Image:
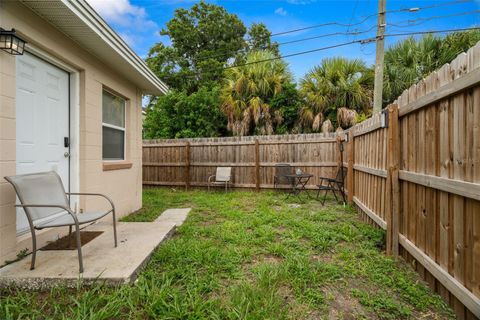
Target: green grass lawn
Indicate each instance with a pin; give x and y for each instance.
(250, 255)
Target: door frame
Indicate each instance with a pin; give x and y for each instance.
(74, 115)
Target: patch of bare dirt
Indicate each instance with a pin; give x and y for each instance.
(344, 306)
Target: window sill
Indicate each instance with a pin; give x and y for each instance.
(116, 166)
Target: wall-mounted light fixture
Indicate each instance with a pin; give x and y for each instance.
(10, 42)
(384, 118)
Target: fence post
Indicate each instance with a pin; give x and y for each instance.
(187, 165)
(350, 155)
(257, 164)
(339, 150)
(393, 189)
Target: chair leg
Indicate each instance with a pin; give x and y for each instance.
(324, 197)
(34, 249)
(69, 235)
(79, 248)
(114, 227)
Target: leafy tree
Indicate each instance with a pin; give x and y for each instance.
(203, 39)
(287, 103)
(335, 83)
(248, 90)
(410, 60)
(260, 38)
(178, 115)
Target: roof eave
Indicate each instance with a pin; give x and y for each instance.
(88, 16)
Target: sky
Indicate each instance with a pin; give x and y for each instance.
(138, 22)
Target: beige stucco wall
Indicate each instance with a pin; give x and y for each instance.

### What is being asked
Rewrite the records above, swapping every "pin" for "marker" and keeping everything else the same. Omit the pictures.

### Answer to this task
Image:
Target: green grass lawn
Indicate each instance with a marker; give x and y for each instance.
(250, 255)
Target: door frame
Indicate each instance with a marker; give x and y for each instance.
(74, 115)
Target: patch of bare dirt
Indicate each instance with a marker; give x and y for each instance.
(344, 306)
Target: window sill
Indicate each instance with a marker; give x and y for each instance.
(116, 166)
Target: wall-mounted light fixture
Indicate each instance with a marker; give x and y for each instance.
(10, 42)
(384, 118)
Target: fence post
Indicate each instance with a marker; give x and y for each instance.
(187, 165)
(350, 155)
(257, 164)
(339, 150)
(393, 189)
Target: chair leg
Indicate each instance with a marker; give x and y for each instance.
(324, 197)
(34, 249)
(69, 235)
(79, 248)
(114, 227)
Target: leafy tree
Indicate each instance with a marker; give x and y for each instance.
(203, 39)
(287, 103)
(335, 83)
(248, 90)
(410, 60)
(260, 38)
(178, 115)
Target: roof eave
Indicate each instance with a marker; give x and y for each instance.
(88, 16)
Target: sky
Indicate each instance with a marker; give x and y for each instance.
(138, 22)
Target: beige stucco wall
Indicate each instance with a marker; give x and y for each instance.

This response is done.